━━━━━ Excerpt to read ━━━━━

The Prevalence of the Oral Mucosal Lesions among Adult Patients in Abu Ghraib City (Iraq)
Author(s): Shakir Mahmood Al-Gburi, Shaimaa Hamid Mudhir
Background: The oral mucosal lesions have a major challenge in the oral cavity. The aim of the present study was to find out the oral mucosal lesions prevalence in Abu ghraib city (Iraq).
Materials and Methods: The present study consisted of 1100 patients (550 [50%] women and 550 [50%] men; age range 18- 67 years). The patients in our study were divided into five groups that based on age. All the patients were examined clinically and then questioned if there are any habits (like smoking, pan chewing, and alcohol intake) and also the frequency and the duration of their habit and systemic disease. The diagnosis of the disease was made based on the history and the clinical features according to the WHO guidelines.

━━━━━

Tasks to complete:
1: According to the abstract on oral mucosal lesions in Abu Ghraib, what was the age range of the patients studied?
2: Pick up the abstract on oral mucosal lesions in Abu Ghraib after its last sentence and write the section that follows.

━━━━━ Data excerpts ━━━━━

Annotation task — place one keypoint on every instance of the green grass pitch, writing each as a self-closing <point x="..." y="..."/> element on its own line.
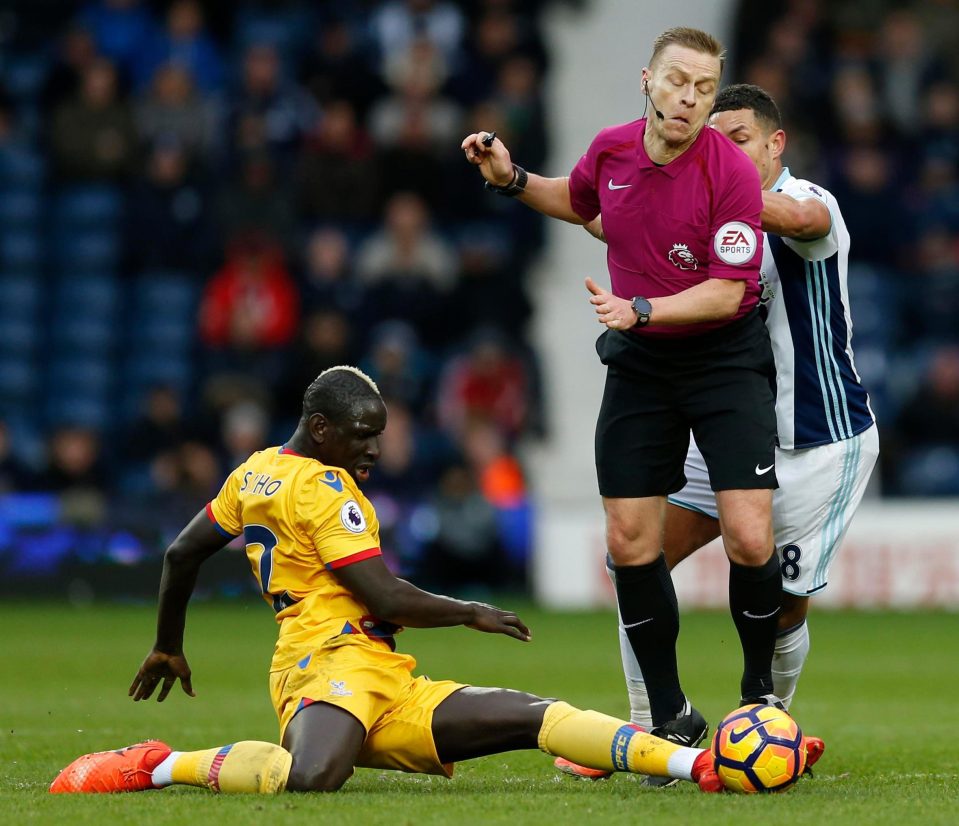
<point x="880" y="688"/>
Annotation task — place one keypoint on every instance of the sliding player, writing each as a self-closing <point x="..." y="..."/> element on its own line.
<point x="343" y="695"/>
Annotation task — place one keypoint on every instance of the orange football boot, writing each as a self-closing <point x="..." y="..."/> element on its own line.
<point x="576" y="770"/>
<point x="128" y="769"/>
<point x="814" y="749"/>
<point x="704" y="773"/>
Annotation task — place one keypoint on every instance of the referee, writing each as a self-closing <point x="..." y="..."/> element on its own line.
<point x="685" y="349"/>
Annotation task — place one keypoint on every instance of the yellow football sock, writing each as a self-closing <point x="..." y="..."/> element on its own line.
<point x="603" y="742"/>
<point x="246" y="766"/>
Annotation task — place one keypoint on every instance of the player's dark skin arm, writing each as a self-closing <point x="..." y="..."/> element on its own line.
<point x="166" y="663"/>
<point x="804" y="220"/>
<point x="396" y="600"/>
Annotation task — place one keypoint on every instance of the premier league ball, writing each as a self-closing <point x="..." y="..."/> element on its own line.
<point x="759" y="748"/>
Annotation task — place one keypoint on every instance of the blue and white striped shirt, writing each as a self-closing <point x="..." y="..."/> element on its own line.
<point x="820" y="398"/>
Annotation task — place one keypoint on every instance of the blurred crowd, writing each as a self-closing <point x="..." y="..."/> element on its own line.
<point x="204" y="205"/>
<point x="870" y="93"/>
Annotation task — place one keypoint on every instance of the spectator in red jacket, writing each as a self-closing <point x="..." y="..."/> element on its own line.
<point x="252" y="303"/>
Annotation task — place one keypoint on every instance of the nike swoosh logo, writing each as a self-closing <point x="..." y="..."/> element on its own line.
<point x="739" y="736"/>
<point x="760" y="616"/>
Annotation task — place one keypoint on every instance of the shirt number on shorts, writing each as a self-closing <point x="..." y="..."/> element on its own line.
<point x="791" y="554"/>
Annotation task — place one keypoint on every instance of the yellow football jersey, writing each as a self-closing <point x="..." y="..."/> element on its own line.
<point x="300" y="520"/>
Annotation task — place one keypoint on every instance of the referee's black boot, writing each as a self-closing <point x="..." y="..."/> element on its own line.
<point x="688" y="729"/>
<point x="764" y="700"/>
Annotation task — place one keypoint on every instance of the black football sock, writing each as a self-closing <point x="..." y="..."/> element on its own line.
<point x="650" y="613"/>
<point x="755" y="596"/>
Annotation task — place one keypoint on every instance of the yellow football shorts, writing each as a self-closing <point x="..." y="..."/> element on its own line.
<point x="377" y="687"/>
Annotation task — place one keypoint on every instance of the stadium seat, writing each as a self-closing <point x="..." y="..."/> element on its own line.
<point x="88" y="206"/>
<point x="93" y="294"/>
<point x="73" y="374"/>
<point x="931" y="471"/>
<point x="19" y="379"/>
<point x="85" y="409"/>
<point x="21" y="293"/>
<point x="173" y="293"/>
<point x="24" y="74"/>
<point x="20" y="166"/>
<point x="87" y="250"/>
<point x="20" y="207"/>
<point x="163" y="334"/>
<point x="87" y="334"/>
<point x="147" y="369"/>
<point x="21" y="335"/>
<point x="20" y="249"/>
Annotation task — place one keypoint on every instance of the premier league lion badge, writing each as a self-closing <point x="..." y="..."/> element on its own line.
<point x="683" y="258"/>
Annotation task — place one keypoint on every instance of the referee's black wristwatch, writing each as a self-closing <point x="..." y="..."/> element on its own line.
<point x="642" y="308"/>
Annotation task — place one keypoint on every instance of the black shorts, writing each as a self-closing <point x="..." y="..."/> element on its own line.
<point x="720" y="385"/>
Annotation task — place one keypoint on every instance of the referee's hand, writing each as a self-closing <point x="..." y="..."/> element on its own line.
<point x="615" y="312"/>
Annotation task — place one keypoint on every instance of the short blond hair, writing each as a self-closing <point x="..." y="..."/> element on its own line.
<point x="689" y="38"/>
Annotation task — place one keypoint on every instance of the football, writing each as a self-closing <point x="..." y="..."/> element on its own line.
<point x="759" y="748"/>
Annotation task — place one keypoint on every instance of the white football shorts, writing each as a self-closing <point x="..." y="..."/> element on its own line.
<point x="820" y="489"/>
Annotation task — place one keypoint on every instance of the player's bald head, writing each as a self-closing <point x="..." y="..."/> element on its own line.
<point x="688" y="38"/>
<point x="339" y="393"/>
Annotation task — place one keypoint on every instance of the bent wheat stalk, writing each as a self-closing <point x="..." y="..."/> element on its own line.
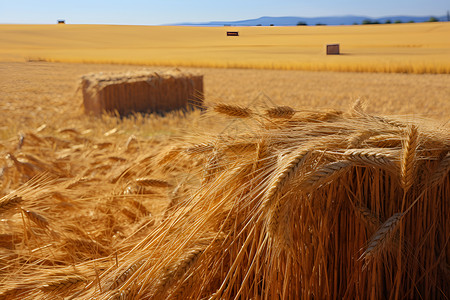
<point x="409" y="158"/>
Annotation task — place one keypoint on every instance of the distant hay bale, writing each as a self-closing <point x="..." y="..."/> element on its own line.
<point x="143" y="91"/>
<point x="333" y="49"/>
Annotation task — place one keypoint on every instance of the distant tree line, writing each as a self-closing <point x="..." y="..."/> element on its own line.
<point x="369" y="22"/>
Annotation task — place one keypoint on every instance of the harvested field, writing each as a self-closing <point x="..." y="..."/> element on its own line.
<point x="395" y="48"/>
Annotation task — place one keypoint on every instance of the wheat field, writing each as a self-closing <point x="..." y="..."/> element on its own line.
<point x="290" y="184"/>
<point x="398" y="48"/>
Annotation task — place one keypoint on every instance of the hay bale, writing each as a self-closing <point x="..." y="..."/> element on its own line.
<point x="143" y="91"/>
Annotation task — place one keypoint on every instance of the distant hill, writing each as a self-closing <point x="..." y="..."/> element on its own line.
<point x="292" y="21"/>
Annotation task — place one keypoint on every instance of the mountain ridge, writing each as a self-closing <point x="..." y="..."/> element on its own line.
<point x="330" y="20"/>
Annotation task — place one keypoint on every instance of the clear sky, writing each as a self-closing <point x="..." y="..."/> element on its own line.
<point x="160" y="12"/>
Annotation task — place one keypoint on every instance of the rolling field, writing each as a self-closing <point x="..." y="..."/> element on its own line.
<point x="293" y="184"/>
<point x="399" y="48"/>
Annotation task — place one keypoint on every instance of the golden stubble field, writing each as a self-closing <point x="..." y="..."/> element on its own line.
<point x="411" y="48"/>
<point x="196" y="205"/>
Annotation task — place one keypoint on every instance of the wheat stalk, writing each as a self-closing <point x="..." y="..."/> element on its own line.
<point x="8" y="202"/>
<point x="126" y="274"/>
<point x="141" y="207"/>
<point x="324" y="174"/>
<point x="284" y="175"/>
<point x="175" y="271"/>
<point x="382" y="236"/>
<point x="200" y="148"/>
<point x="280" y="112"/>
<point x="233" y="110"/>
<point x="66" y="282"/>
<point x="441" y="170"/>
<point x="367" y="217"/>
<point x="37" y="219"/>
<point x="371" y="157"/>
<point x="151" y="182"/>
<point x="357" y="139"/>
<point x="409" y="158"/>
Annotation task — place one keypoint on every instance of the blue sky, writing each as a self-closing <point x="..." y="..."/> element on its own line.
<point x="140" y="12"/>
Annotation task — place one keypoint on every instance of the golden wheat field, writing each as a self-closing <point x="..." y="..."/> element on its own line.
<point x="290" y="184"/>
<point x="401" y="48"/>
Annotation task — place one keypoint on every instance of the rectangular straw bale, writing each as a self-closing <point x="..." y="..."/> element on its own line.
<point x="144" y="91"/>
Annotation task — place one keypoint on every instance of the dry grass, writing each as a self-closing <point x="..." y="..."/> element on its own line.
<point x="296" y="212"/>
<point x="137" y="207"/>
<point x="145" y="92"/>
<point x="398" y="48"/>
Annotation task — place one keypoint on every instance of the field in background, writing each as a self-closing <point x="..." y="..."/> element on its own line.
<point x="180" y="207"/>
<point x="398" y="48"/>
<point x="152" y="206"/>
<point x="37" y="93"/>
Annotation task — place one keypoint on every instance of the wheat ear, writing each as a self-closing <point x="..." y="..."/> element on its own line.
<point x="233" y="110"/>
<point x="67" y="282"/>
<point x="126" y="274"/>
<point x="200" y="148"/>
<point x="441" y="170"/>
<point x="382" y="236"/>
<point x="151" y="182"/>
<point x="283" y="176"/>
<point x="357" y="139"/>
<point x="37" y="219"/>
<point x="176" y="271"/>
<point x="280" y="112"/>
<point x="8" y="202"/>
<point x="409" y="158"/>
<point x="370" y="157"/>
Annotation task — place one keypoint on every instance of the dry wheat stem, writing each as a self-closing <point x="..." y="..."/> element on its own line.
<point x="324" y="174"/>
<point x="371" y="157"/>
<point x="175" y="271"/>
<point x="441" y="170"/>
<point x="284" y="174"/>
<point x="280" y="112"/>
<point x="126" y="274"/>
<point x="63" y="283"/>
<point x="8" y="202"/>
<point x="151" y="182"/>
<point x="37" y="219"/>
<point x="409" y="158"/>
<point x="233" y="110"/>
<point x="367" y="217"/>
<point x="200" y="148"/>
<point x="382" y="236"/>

━━━━━

Written answers:
1: 18 to 67 years.

2:
Result: Among the 1100 screened patients, only 91 patients (8.27%) had oral lesions. 43 males had oral lesion that constituted 7.8% of the total examined patients, while the females was 48 patients that had oral lesion which constituted 8.72%. The age range of the patients was between 18-67 years. The prevalence of the oral lesions was more among the females (8.72%) than the males (7.8%). The oral mucosal lesions were described according to the genders which consisted of 11 types of lesion, the abscess, pericoronitis, pulp polyp, candidiasis, material alba, linea alba, mucocel, leukoplakia, lichenplanus, fibroma and hairy tongue. For the male it was (3.09%, 1.45%, 0.72%, 0.18%, 1.09%, 0.36%, 0.18%, 0.18%, 0.18%, 0.36% and 0%) respectively. And for the female it was (2.9%, 2%, 0.72%, 0.72%, 0.18%, 0.9%, 0.36%, 0.36%, 0%, 0.36%, and 0.18%).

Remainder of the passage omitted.